_What you need to do_
Rename "rough mask" to "coarse mask" in the stretch from the start of the records through the line that contains "positive clicks: (116, 16)", and change nothing else. Leave the pictures out of your answer.

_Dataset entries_
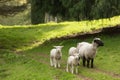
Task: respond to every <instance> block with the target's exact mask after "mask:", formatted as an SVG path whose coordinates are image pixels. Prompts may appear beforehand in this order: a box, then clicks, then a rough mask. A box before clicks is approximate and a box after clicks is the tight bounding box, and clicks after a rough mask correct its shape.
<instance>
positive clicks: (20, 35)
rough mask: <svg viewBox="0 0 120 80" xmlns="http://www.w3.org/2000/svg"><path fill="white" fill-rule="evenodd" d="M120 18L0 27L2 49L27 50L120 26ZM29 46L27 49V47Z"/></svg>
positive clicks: (116, 16)
mask: <svg viewBox="0 0 120 80" xmlns="http://www.w3.org/2000/svg"><path fill="white" fill-rule="evenodd" d="M119 20H120V16H116V17H113V18H110V19H100V20H93V21H82V22H62V23H48V24H39V25H27V26H26V25H25V26H0V48H1V49H10V50H11V49H12V50H18V51H19V50H26V49H30V48H32V47H34V46H38V45H39V44H42V43H43V42H45V41H47V40H50V39H54V38H60V37H63V36H70V35H76V34H81V33H87V32H92V31H94V30H97V29H102V28H105V27H112V26H115V25H118V24H120V21H119ZM26 46H27V47H26Z"/></svg>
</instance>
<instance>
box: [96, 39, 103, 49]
mask: <svg viewBox="0 0 120 80" xmlns="http://www.w3.org/2000/svg"><path fill="white" fill-rule="evenodd" d="M94 42H95V43H97V44H98V47H99V46H104V43H103V42H102V41H101V39H100V38H95V39H94Z"/></svg>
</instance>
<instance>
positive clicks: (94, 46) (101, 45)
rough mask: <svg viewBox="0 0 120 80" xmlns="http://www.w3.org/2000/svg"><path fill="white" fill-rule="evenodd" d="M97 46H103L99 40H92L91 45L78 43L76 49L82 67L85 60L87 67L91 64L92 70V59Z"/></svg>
mask: <svg viewBox="0 0 120 80" xmlns="http://www.w3.org/2000/svg"><path fill="white" fill-rule="evenodd" d="M99 46H104V43H103V42H102V41H101V39H100V38H94V39H93V41H92V43H88V42H81V43H78V45H77V48H78V49H79V55H80V57H81V58H82V61H83V66H85V64H86V60H87V67H88V68H89V63H90V62H91V68H93V62H94V58H95V56H96V53H97V48H98V47H99Z"/></svg>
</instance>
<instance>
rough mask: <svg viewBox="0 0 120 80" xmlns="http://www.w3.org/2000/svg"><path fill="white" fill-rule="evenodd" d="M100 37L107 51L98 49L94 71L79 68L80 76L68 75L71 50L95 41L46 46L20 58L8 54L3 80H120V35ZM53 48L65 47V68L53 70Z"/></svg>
mask: <svg viewBox="0 0 120 80" xmlns="http://www.w3.org/2000/svg"><path fill="white" fill-rule="evenodd" d="M112 36H113V37H111V36H109V35H99V36H98V37H100V38H101V39H102V40H103V41H104V43H105V46H104V47H100V48H99V49H98V53H97V56H96V58H95V63H94V66H95V67H94V68H93V69H90V68H89V69H88V68H86V67H83V66H82V62H81V65H80V66H79V74H77V75H76V74H71V73H67V72H66V71H65V68H66V61H67V57H68V49H69V48H70V47H71V46H76V44H77V43H78V42H81V41H88V42H91V41H92V39H93V37H90V38H86V39H84V40H82V39H69V40H61V41H52V42H46V43H44V44H42V45H40V46H38V47H35V48H33V49H30V50H27V51H24V52H19V53H17V54H16V55H15V54H13V53H12V52H9V53H8V52H6V54H4V55H2V56H1V58H0V78H1V79H0V80H40V79H41V80H120V67H119V66H120V59H119V58H120V57H119V55H120V52H119V49H120V37H119V36H120V34H118V35H112ZM53 45H64V48H63V50H62V52H63V57H62V61H61V68H59V69H55V68H53V67H50V63H49V51H50V50H51V49H52V48H53V47H52V46H53Z"/></svg>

_Output for this task_
Task: respond to every <instance> block with the target's exact mask after "mask:", formatted as an SVG path whose coordinates are image pixels. Prompts may appear beforehand in this order: a box, then clicks, then a coarse mask. A box before clicks is approximate and a box after clicks is the tight bounding box, and clicks after a coarse mask correct its shape.
<instance>
positive clicks: (20, 35)
coarse mask: <svg viewBox="0 0 120 80" xmlns="http://www.w3.org/2000/svg"><path fill="white" fill-rule="evenodd" d="M120 18L0 27L2 49L27 50L120 26ZM29 46L27 49V47Z"/></svg>
positive clicks: (116, 16)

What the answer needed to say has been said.